* WORK TO DO
**A.** In the passage about telegrams and Colombo street signs, say whether each statement below agrees with it: (i) A telegram could be sent from an agency post office. (ii) Sending telegrams for deaths and marriages has been a practice for about fifty years. (iii) In Colombo, the name of a lane can be read on its board before a driver reaches the lane. Answer yes or no for each, and quote the words of the passage that decide it.
**B.** Extract every line of the records that contains the string "lantern". Case counts, so match upper and lower case precisely.

* PASSAGE PROVIDED
━━━━━━━━━━━━━━━━

We understand that telegrams are to be done away with. The dispatch of a telegram in urgent situations was a facility enjoyed mostly by the common people. Public servants, when unable to go to work because of illness or unforeseen circumstances, dispatched a telegram, which also provided documentary proof. You could send a telegram at the nearest post office, sub-post office, or even an agency post office. A telegram was convenient and it cost very little.

We sent condolence and congratulatory telegrams whenever there was a death or a marriage among relatives and friends. This has been a traditional practice for more than a century.

You did not have to go to a post office to send a telegram. You could send your telegram text through a third party, such as a domestic helper, and the post office staff would take care of the rest. I have used this method umpteen times myself.
Why stop the telegram service?

There are many elderly people who would like to make use of the telegram to communicate in a traditional way. Not all of us use the internet to send e-mails or mobile phones to send text messages. There are a lot of old-school citizens in this country who would like the telegram service to continue.

Nanda Nanayakkara, Matara

Name boards on wrong side of the lane

Who decided where to put up the street signs in Colombo? Obviously, this has been done by people who have never gone looking for a street or a lane!

When you drive along a main road, you expect to see the names of the lanes on your left. But all the name boards in Colombo are placed in a way that you have to pass the lane and look back in order to see the name of the lane. Often, you have to reverse on the main road in order to turn into the lane.

━━━━━━━━━━━━━━━━

* INFORMATION GIVEN
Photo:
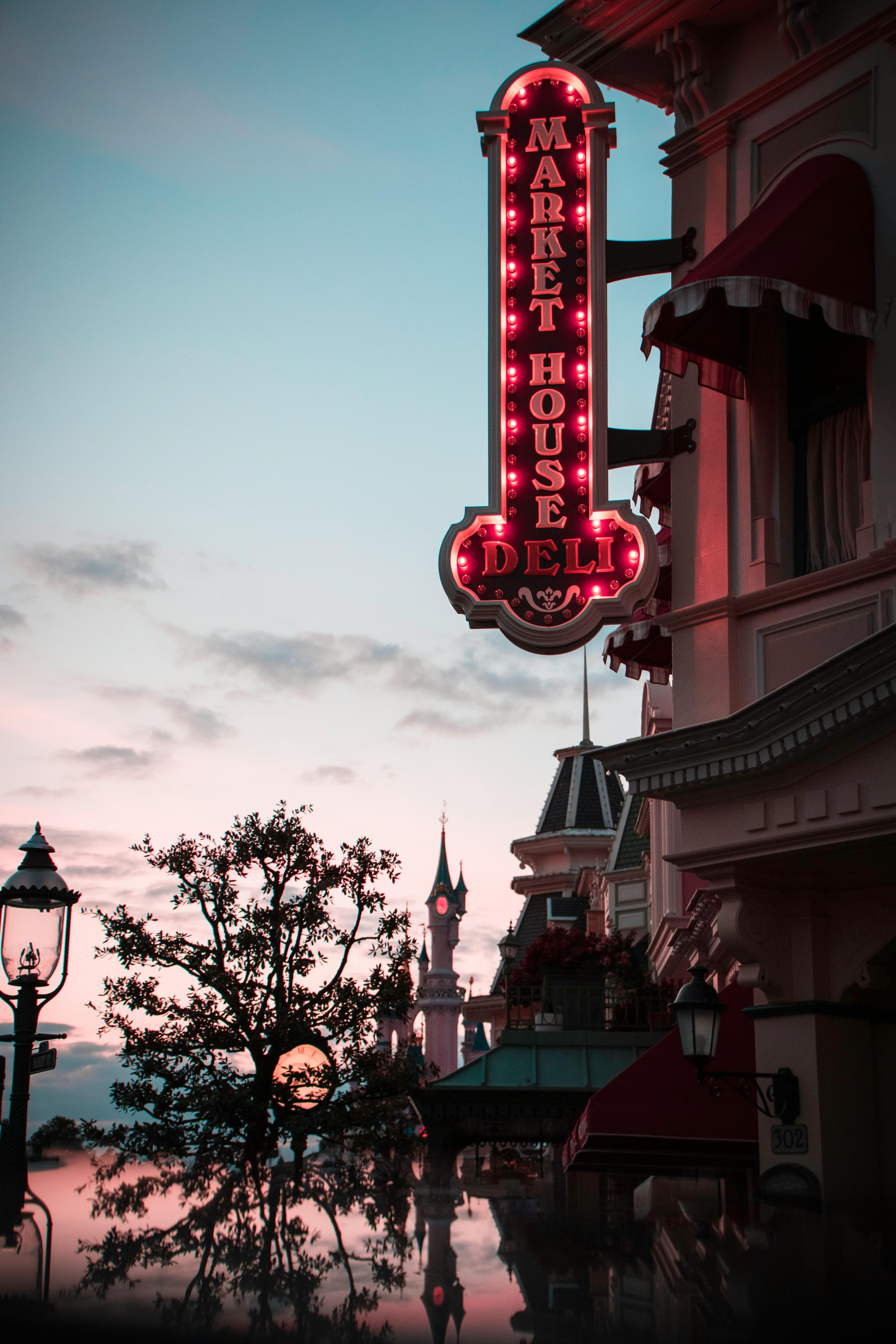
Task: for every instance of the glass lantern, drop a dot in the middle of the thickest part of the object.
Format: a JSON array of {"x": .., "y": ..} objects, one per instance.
[
  {"x": 699, "y": 1011},
  {"x": 35, "y": 904}
]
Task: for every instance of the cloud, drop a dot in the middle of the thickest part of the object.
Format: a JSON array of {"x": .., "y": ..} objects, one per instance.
[
  {"x": 201, "y": 724},
  {"x": 330, "y": 775},
  {"x": 109, "y": 760},
  {"x": 92, "y": 569},
  {"x": 492, "y": 679},
  {"x": 300, "y": 662},
  {"x": 432, "y": 721}
]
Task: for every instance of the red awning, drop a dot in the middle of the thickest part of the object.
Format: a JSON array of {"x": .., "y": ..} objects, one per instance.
[
  {"x": 656, "y": 1105},
  {"x": 812, "y": 241}
]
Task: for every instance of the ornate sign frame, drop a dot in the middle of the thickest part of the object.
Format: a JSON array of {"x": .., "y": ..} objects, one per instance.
[{"x": 550, "y": 560}]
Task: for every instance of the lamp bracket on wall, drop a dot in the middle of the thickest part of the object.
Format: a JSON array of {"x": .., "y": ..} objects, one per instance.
[
  {"x": 778, "y": 1101},
  {"x": 652, "y": 257}
]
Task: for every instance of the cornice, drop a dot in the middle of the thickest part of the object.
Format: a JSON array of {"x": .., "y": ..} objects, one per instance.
[
  {"x": 699, "y": 142},
  {"x": 844, "y": 697},
  {"x": 781, "y": 595}
]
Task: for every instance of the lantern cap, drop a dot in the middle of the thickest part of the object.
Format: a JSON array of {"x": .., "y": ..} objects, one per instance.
[
  {"x": 37, "y": 877},
  {"x": 698, "y": 994}
]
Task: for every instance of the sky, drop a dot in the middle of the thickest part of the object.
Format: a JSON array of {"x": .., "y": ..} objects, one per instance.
[{"x": 242, "y": 398}]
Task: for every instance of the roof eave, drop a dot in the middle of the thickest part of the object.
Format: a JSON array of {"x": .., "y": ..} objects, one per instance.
[{"x": 823, "y": 712}]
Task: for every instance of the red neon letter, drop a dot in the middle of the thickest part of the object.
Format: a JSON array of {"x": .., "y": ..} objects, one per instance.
[
  {"x": 547, "y": 174},
  {"x": 492, "y": 558},
  {"x": 546, "y": 208},
  {"x": 546, "y": 312},
  {"x": 542, "y": 439},
  {"x": 538, "y": 552},
  {"x": 550, "y": 509},
  {"x": 573, "y": 558},
  {"x": 546, "y": 272},
  {"x": 543, "y": 139},
  {"x": 553, "y": 474},
  {"x": 546, "y": 243},
  {"x": 547, "y": 404},
  {"x": 547, "y": 369}
]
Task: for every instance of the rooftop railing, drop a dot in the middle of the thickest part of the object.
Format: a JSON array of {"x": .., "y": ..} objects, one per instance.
[{"x": 590, "y": 1007}]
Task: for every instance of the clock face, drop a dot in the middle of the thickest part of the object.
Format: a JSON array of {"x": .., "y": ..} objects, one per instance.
[{"x": 295, "y": 1062}]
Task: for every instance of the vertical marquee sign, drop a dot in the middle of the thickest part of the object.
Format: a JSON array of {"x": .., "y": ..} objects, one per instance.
[{"x": 550, "y": 560}]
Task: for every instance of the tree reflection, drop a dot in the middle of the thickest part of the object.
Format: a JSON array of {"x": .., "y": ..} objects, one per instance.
[{"x": 257, "y": 1240}]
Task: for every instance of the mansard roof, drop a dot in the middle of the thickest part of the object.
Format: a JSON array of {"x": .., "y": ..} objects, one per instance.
[
  {"x": 823, "y": 713},
  {"x": 629, "y": 847},
  {"x": 585, "y": 796}
]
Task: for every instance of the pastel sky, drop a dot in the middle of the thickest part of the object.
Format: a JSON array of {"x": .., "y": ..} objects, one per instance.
[{"x": 244, "y": 394}]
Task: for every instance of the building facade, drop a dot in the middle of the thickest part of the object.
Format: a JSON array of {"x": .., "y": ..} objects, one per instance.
[{"x": 773, "y": 791}]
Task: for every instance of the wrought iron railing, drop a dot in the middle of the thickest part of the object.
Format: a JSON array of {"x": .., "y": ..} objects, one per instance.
[{"x": 590, "y": 1007}]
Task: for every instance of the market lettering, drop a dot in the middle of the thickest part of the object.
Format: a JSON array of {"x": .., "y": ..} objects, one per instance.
[
  {"x": 545, "y": 278},
  {"x": 547, "y": 174},
  {"x": 546, "y": 243},
  {"x": 546, "y": 209},
  {"x": 547, "y": 369},
  {"x": 543, "y": 138},
  {"x": 545, "y": 308}
]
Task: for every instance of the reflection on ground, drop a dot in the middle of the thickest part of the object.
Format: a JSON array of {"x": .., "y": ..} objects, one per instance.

━━━━━━━━━━━━━━━━

* EXERCISE RESULTS
**A.**
(i) Yes: "You could send a telegram at the nearest post office, sub-post office, or even an agency post office."
(ii) No: "This has been a traditional practice for more than a century."
(iii) No: "you have to pass the lane and look back in order to see the name of the lane."

**B.**
Task: for every instance of the glass lantern, drop a dot in the middle of the thickest part of the object.
Task: for every instance of the lantern cap, drop a dot in the middle of the thickest part of the object.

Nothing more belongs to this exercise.